DIRECTIONS
Which lines in the data contain the word "segmentation"? List each of them in full.

RECORDS FOR THIS TASK
# # # # # # #

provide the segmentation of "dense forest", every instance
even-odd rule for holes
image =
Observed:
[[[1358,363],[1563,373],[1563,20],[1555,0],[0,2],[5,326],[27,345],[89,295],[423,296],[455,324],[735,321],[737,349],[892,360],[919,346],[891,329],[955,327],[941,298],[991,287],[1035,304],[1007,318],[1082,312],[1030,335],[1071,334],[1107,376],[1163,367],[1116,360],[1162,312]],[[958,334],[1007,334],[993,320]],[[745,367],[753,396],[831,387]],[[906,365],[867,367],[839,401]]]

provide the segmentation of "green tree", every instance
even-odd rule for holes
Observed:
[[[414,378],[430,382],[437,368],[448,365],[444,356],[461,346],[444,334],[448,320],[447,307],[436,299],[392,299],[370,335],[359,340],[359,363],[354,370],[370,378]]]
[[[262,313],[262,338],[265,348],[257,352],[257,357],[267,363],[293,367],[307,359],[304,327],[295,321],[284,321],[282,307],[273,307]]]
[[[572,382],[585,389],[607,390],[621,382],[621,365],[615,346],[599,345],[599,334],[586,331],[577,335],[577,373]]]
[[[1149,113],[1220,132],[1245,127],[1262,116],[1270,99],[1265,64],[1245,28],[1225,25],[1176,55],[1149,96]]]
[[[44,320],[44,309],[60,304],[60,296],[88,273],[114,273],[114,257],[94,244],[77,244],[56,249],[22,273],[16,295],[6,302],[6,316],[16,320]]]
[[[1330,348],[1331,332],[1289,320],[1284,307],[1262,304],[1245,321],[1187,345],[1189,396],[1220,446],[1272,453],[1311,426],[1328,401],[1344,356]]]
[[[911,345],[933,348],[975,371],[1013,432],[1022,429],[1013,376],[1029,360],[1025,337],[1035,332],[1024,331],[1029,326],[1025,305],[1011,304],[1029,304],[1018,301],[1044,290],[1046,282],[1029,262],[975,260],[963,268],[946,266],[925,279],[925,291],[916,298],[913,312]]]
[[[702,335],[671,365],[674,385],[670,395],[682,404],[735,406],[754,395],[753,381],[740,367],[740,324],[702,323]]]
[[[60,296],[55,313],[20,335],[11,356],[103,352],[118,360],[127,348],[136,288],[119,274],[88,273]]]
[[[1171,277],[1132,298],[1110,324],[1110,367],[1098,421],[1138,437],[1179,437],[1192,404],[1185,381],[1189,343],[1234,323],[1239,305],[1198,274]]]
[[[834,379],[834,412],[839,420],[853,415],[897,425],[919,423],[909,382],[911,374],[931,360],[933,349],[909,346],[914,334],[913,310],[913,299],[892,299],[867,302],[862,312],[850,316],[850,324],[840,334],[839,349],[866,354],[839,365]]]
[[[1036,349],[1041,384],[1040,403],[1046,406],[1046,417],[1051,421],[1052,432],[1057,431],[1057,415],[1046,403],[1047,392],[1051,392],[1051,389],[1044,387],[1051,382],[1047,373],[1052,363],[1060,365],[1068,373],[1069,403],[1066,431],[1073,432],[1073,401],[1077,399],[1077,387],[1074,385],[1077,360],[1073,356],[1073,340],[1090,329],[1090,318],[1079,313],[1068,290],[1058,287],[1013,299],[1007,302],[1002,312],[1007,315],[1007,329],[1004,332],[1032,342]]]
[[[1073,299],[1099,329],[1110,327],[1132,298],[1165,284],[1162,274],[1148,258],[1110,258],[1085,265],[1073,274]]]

# # # # # # #

WRITTEN ANSWER
provide the segmentation of "dense forest", every instance
provide the segmentation of "green tree", every instance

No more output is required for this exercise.